TEXT>
□ □ □ □

Gefühle haben wichtige Funktionen
Jedes Mal, wenn wir in eine neue Situation geraten, wissen unsere Gefühle ziemlich schnell, was sie davon halten. Denn wir interpretieren sie: Wut, dass etwas “falsch” ist, Trauer, dass es “schade” ist, Angst, dass es “furchtbar” ist und Freude, dass es “richtig” oder “schön” ist. Scham hingegen, wird ausgelöst durch den Gedanken, dass ich selbst vielleicht falsch bin. Diese Grundinterpretationen sind wie Knöpfe in unserem Kopf, die wir bedienen und dadurch Gefühle erzeugen. Dieser Prozess ist uns in der Regel nicht bewusst.
Im Alltag erscheinen uns unsere Gefühle oftmals weniger eine Orientierungshilfe als eher unangemessen zu sein. Warum wir sie haben, können wir uns dann selbst nicht erklären. Ein Grund dafür könnte sein, dass sie auf den ganz frühen Erfahrungen aus unseren ersten Lebensmonaten und -jahren basieren. Unsere Gefühle sind älter als unsere bewussten Erinnerungen. Und sie sind schneller. Gefühle sind bereits da, bevor wir überhaupt denken können. Berühmt wurden die Versuche des US-Physiologen Benjamin Libet, die zeigen, dass das motorische Zentrum des Gehirns mit der Vorbereitung einer Bewegung bereits begonnen hat, bevor man sich dessen bewusst wird. Libet schloss daraus, dass dem bewussten Verstand nur ein kurzes Zeitfenster bleibt, indem es die bereits unbewusst eingeleitete Handlung stoppen könnte. Dem Verstand könnte bei vielen Handlungen lediglich eine Art Veto-Funktion übrigbleiben.

□ □ □ □

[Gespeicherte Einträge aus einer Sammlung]

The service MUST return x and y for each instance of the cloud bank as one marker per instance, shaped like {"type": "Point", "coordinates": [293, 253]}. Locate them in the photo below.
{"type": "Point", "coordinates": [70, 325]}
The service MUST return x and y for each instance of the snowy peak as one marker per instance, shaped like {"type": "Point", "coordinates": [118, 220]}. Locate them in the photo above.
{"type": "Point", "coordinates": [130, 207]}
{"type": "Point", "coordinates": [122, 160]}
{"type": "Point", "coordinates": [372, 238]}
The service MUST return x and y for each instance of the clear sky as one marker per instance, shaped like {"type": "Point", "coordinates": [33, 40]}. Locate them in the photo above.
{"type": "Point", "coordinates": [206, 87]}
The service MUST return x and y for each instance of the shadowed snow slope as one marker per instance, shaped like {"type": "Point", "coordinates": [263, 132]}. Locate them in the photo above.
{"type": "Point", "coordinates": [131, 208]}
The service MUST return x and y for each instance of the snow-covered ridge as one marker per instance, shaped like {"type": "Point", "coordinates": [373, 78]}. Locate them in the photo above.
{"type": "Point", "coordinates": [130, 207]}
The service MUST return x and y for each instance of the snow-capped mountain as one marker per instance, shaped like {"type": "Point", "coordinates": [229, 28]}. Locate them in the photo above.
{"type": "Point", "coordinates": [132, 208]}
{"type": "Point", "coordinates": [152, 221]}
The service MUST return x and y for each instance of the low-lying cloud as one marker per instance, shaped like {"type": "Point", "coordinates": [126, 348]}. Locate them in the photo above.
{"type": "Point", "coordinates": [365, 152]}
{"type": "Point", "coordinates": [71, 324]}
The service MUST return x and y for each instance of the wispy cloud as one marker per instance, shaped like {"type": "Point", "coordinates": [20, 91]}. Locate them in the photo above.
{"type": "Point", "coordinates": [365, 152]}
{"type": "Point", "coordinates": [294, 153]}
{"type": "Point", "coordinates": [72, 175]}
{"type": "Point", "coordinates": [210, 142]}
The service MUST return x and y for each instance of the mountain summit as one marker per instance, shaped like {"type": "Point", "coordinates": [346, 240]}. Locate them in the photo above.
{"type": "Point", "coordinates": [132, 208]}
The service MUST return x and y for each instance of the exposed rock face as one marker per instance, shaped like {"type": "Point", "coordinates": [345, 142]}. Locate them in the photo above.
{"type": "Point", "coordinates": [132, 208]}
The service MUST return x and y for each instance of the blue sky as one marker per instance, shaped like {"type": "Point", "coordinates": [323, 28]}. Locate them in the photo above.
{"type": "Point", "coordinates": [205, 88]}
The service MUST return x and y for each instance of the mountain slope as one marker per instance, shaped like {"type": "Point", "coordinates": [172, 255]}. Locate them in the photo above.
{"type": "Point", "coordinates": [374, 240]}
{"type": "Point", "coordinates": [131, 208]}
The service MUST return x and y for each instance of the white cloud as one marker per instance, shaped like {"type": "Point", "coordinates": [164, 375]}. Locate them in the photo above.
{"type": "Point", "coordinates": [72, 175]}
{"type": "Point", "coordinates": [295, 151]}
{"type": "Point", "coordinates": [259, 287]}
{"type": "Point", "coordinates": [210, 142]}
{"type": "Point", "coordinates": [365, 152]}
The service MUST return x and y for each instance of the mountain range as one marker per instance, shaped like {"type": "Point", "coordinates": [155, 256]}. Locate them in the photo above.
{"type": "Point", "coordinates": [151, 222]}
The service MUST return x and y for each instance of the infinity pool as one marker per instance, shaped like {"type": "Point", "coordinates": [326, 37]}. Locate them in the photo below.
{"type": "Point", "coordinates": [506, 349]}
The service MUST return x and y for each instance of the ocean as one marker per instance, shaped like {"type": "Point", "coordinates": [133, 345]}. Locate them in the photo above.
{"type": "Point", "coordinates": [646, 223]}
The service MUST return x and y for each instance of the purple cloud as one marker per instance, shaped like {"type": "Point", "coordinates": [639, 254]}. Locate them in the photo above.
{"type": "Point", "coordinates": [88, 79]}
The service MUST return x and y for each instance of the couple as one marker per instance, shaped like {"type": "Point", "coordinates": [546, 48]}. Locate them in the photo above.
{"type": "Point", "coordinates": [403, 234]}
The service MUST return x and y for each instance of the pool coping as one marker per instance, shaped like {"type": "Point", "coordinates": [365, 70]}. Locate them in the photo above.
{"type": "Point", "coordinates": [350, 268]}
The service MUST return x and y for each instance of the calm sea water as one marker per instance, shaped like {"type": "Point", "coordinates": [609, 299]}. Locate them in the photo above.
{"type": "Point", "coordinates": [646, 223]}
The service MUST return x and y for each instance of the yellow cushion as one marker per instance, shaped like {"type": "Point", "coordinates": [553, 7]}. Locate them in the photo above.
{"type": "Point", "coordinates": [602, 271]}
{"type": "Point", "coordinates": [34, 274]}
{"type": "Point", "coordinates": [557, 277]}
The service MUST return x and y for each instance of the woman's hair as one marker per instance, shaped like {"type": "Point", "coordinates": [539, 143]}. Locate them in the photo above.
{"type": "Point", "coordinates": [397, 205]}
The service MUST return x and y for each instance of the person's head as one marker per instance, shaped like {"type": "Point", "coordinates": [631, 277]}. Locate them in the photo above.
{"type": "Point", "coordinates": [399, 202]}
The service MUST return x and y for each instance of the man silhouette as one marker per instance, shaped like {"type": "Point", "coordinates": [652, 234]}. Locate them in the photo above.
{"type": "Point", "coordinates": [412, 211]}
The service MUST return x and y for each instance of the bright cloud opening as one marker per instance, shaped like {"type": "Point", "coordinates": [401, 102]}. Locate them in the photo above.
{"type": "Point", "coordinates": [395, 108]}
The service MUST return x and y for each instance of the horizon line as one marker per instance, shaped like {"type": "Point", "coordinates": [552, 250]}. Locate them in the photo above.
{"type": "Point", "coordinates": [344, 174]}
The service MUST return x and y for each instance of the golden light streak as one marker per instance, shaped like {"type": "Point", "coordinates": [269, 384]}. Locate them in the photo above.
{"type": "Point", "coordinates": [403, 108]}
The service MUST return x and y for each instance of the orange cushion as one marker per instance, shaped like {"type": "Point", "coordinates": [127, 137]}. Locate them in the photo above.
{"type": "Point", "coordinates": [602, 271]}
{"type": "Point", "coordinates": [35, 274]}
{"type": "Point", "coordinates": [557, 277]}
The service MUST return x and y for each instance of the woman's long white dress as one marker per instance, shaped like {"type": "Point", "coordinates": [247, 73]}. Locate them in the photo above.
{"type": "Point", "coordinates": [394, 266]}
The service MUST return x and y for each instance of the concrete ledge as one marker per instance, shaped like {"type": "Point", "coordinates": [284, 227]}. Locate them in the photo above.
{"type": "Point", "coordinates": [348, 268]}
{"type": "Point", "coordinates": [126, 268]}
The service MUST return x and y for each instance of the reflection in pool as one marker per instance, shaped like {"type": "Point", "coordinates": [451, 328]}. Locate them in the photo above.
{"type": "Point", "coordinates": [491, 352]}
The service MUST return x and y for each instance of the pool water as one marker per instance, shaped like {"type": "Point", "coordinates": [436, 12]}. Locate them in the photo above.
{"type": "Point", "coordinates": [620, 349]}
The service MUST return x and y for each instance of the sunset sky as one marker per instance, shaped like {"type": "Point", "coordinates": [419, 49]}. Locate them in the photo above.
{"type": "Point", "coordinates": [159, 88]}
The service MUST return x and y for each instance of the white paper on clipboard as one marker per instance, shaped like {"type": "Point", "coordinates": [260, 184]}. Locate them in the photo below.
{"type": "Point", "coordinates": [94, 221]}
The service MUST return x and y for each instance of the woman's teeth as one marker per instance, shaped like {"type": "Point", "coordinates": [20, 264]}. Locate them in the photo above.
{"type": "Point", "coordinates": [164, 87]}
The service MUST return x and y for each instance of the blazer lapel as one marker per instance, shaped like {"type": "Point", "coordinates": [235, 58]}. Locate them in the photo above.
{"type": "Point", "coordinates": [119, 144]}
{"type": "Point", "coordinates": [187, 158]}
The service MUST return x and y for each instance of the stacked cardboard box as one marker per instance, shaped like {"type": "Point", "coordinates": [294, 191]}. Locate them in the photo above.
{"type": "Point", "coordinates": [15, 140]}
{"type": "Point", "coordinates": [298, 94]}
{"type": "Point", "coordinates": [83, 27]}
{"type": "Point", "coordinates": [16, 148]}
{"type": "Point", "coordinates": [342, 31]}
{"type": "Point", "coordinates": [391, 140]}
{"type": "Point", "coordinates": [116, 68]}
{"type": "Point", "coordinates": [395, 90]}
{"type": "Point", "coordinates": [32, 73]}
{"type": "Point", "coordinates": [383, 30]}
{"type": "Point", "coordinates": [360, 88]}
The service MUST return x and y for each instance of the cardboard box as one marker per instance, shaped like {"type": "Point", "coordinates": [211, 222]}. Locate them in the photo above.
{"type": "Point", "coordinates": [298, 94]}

□ □ □ □

Schreib bitte aus dem Text über Gefühle die Passage von „Gefühle haben wichtige“ bis einschließlich „Regel nicht bewusst.“ wortgetreu ab.

ENDGÜLTIGE ANTWORT>
Gefühle haben wichtige Funktionen
Jedes Mal, wenn wir in eine neue Situation geraten, wissen unsere Gefühle ziemlich schnell, was sie davon halten. Denn wir interpretieren sie: Wut, dass etwas “falsch” ist, Trauer, dass es “schade” ist, Angst, dass es “furchtbar” ist und Freude, dass es “richtig” oder “schön” ist. Scham hingegen, wird ausgelöst durch den Gedanken, dass ich selbst vielleicht falsch bin. Diese Grundinterpretationen sind wie Knöpfe in unserem Kopf, die wir bedienen und dadurch Gefühle erzeugen. Dieser Prozess ist uns in der Regel nicht bewusst.